Artikel —
Doch, al is er grond om in die grootere weelde en uitheemscher tooi een
fijner beschaving, een ruimer en algemeener denkwijs te prijzen, niet
minder waarheid is er in de geestige hekeling van de ijdele en dwaze
modegrillen, die menig dichter dier tijden ons geeft.
Ziet gij onder de vrouwelijke kerkgangers nog enkele, die _ouwe wets_
zijn, bij vele hebben de opgestreken haren, door het eenvoudige mutsje
gedekt, voor sierlijker hoofddeksel, voor naalden en veeren, voor
krullende lokken, "_eigen goed of aangekochte waar_", plaats gemaakt.

Ruwe lijst —
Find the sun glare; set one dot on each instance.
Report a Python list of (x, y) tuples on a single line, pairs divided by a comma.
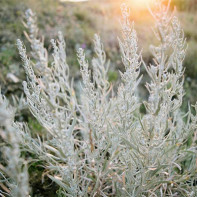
[(141, 3)]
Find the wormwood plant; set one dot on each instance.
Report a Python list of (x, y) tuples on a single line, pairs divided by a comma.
[(99, 144)]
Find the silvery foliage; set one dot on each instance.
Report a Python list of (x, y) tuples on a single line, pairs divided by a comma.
[(16, 168), (100, 144)]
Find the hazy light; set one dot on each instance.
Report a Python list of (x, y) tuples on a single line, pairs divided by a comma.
[(73, 0), (141, 3)]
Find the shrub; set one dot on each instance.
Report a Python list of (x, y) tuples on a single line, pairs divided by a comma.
[(97, 143)]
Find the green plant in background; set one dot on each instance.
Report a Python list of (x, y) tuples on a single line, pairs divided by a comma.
[(98, 143)]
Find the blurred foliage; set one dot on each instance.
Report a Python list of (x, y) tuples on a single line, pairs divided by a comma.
[(79, 22)]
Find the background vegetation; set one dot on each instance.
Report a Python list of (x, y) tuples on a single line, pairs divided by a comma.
[(79, 22)]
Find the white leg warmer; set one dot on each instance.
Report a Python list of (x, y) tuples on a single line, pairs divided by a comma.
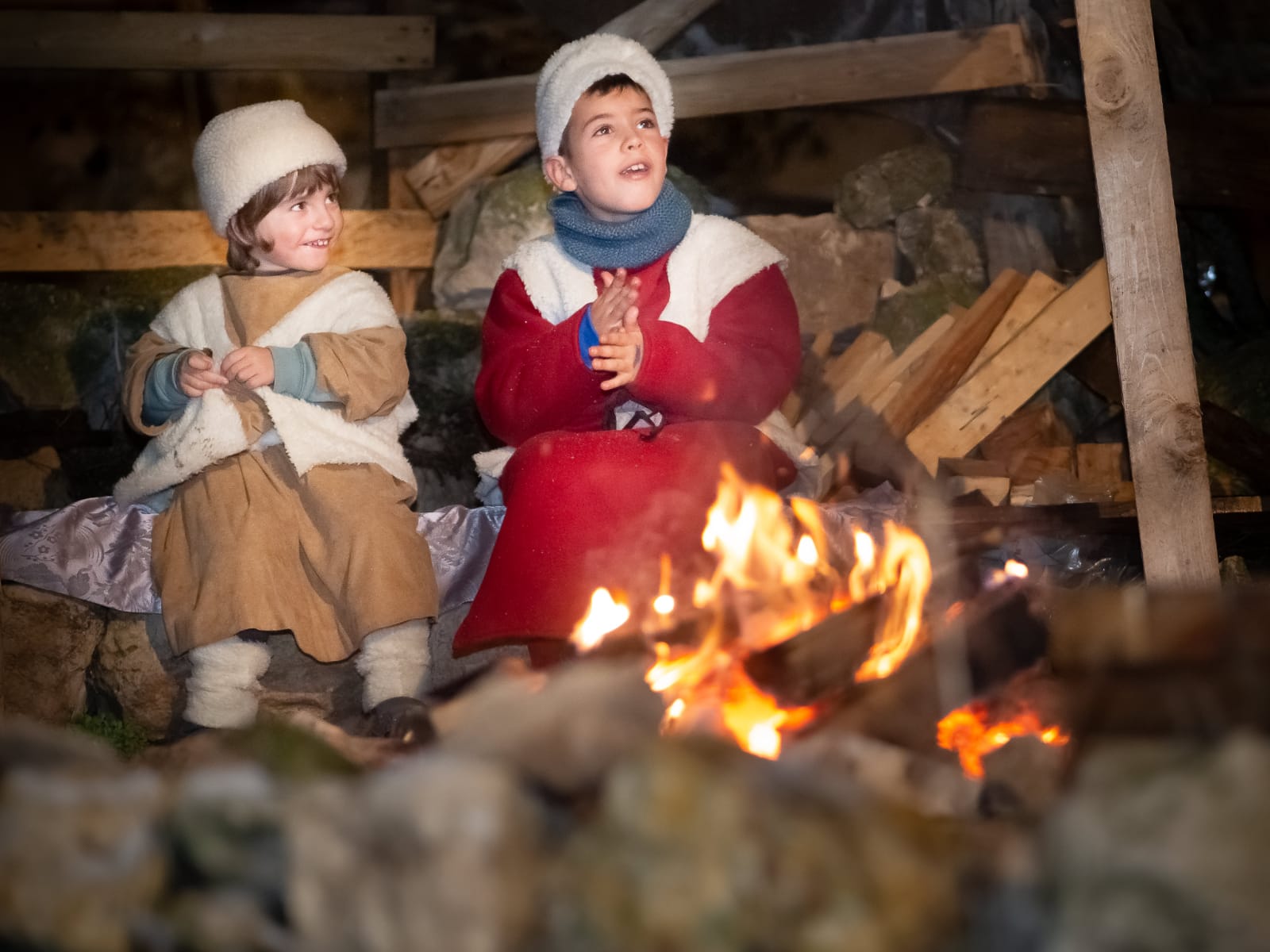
[(224, 685), (394, 662)]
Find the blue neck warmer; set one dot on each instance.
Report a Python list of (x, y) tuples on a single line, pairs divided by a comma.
[(629, 244)]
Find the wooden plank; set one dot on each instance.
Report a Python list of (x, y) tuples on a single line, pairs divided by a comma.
[(844, 378), (891, 67), (98, 241), (939, 372), (52, 40), (1037, 294), (884, 386), (1016, 372), (1043, 148), (1153, 348), (442, 175)]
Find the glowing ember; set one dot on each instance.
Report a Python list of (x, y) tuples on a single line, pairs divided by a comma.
[(772, 582), (605, 616), (1000, 577), (973, 733), (906, 569)]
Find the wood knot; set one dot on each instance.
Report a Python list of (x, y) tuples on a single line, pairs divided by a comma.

Opdrachten —
1 - Geef uit het artikel woordelijk de passage van "Doch, al is" tot en met "tijden ons geeft.".
2 - Waarmee waren volgens het artikel de opgestreken haren gedekt?
De lijst is hier niet nodig.

Antwoorden per opdracht —
1 -
Doch, al is er grond om in die grootere weelde en uitheemscher tooi een
fijner beschaving, een ruimer en algemeener denkwijs te prijzen, niet
minder waarheid is er in de geestige hekeling van de ijdele en dwaze
modegrillen, die menig dichter dier tijden ons geeft.

2 - Met het eenvoudige mutsje.